#### [DIRECTIONS FOR THIS TASK]
List every line in the items below that contains the string "crack", treating uppercase and lowercase as different.
================
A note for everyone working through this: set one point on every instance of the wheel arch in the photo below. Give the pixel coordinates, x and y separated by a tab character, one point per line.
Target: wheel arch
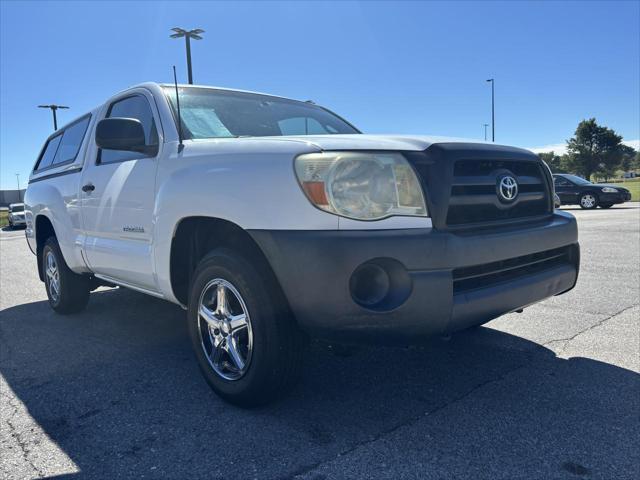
196	236
43	230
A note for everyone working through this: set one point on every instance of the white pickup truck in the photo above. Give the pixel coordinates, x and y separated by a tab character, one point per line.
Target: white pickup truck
271	220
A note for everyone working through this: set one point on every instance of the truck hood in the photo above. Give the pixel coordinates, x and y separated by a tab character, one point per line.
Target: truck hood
372	142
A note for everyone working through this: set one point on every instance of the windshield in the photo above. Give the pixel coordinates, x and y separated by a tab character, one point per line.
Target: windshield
211	113
577	180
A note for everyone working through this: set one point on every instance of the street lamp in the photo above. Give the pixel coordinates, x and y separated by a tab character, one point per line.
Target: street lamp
19	194
53	108
188	35
493	111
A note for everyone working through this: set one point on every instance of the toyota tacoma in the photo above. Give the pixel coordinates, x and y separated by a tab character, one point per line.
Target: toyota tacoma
271	220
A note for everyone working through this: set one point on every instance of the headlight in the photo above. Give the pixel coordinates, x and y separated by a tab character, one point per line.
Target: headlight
361	185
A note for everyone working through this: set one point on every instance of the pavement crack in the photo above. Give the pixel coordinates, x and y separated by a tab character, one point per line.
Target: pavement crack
15	433
567	340
306	469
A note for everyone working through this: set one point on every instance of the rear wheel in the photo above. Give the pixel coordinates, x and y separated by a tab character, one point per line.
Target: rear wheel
68	292
588	201
247	344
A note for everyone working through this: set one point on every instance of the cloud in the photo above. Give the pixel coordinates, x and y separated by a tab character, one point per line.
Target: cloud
561	148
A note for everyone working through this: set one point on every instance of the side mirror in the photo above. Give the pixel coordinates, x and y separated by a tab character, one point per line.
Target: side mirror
123	134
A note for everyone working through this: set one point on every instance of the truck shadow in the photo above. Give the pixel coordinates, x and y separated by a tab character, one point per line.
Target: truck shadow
117	389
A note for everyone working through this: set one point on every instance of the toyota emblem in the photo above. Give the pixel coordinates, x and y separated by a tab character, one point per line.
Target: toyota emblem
507	188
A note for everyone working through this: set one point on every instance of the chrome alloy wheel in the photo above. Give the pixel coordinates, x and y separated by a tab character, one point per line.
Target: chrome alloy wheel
52	276
588	201
225	329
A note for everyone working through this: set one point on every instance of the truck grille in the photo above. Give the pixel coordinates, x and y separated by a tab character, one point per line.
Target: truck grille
489	274
474	198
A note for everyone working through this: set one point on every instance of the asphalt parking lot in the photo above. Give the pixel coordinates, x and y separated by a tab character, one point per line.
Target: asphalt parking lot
114	392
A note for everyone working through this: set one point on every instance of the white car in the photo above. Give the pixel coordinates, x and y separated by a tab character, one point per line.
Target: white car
270	220
16	215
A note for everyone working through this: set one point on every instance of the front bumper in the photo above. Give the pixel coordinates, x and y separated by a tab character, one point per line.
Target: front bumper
424	266
615	198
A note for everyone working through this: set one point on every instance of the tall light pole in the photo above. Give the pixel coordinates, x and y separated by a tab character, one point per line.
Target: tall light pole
53	108
19	194
493	110
188	35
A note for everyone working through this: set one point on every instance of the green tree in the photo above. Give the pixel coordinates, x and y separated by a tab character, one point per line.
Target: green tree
556	163
629	158
594	148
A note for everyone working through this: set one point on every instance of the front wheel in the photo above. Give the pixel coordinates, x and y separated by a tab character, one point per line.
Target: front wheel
67	291
588	201
247	344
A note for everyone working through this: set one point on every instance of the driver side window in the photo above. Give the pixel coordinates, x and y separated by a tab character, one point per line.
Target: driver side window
136	107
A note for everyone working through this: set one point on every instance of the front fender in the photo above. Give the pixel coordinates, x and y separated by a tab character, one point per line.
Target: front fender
252	190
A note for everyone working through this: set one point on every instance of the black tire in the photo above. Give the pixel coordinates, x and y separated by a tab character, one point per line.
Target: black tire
277	348
73	289
588	201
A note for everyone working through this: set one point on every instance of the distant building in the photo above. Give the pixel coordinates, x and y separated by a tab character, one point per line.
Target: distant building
11	196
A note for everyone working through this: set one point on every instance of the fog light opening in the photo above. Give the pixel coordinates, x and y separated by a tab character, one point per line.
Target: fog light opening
380	284
369	284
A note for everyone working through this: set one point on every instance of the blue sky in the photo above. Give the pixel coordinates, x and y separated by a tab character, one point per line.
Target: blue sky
415	68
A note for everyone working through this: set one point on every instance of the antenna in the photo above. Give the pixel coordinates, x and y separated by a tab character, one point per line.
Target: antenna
175	82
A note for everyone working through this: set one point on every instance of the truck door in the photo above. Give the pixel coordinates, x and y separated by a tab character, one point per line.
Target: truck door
118	194
565	190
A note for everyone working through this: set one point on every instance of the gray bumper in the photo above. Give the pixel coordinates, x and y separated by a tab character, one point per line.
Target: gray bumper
438	282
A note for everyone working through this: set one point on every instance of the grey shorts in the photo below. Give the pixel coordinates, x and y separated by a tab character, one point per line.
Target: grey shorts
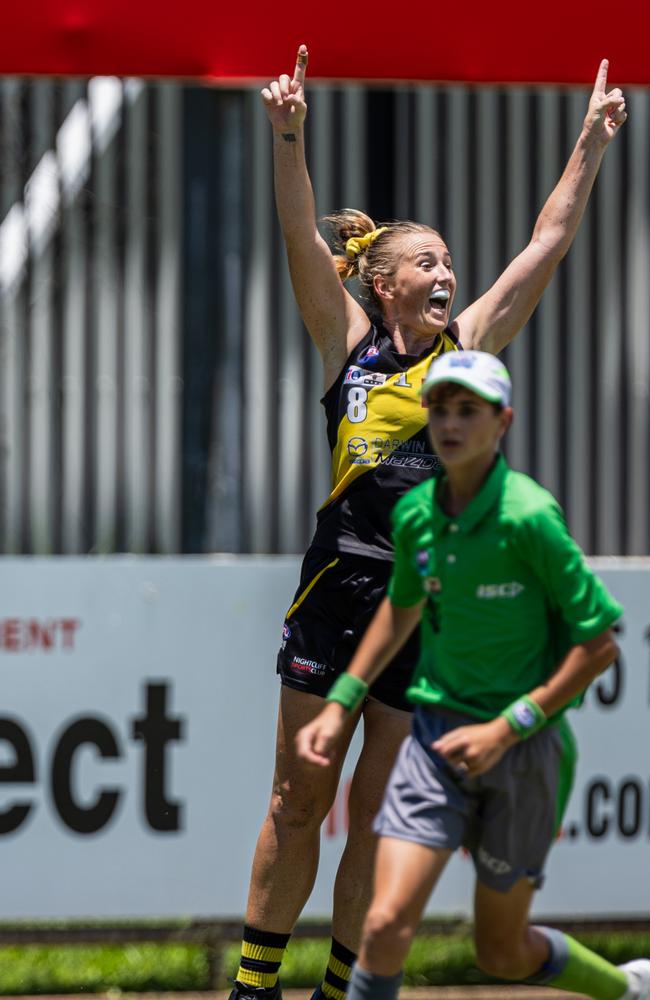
================
#### [TASK RESPONSE]
A note for everyone working through this: set one point on every instance of the pavement crack in the photo above. Give the pixel coordinates, x and y separated by a tab character, one point per line.
Target: pavement crack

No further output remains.